---------- EXERCISE MATERIALS ----------
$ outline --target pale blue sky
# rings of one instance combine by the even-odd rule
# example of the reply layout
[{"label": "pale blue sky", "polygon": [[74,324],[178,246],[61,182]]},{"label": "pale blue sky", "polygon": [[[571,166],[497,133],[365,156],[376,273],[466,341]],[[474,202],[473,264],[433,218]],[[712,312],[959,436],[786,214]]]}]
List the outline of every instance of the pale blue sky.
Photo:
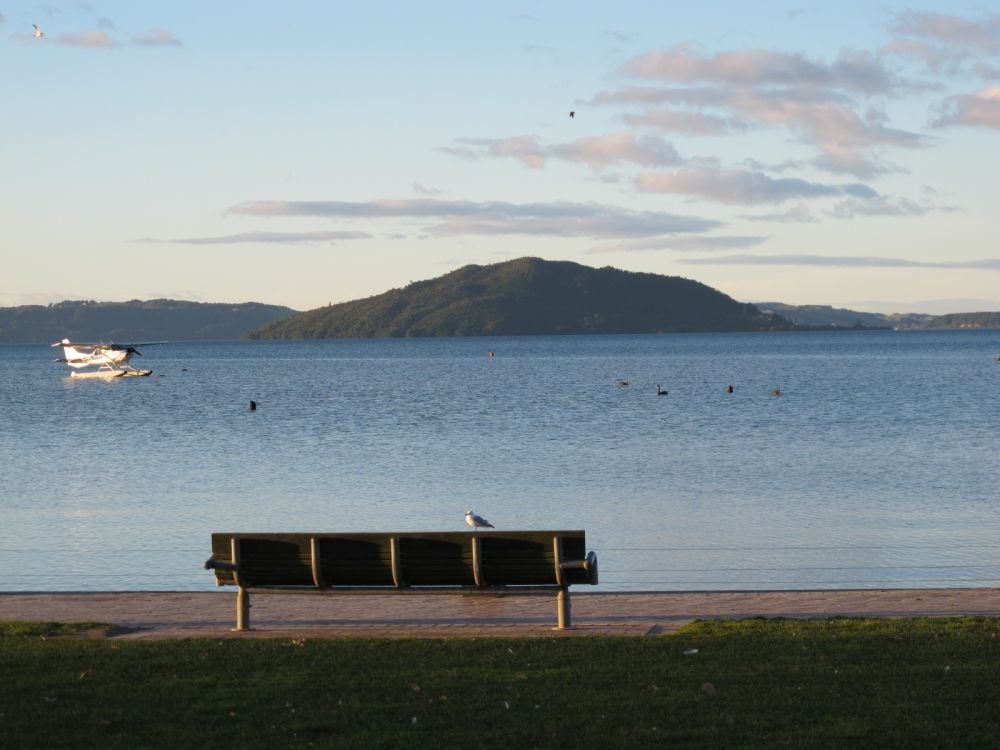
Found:
[{"label": "pale blue sky", "polygon": [[0,69],[0,305],[535,255],[1000,310],[996,2],[0,0]]}]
----------
DIRECTIONS FOR THIS TASK
Send back the data above word for word, with the pictures left out.

WRITTEN RESPONSE
$ outline --target pale blue sky
# rings of one instance combine by the even-odd rule
# example of the reply layout
[{"label": "pale blue sky", "polygon": [[74,324],[178,246],[61,182]]},{"label": "pale blue sky", "polygon": [[[571,166],[497,133],[365,156],[376,273],[466,341]],[[474,202],[473,264],[433,218]],[[712,312],[959,436],[786,214]]]}]
List the outline of every instance of the pale blue sky.
Photo:
Found:
[{"label": "pale blue sky", "polygon": [[0,69],[0,305],[535,255],[1000,310],[996,2],[0,0]]}]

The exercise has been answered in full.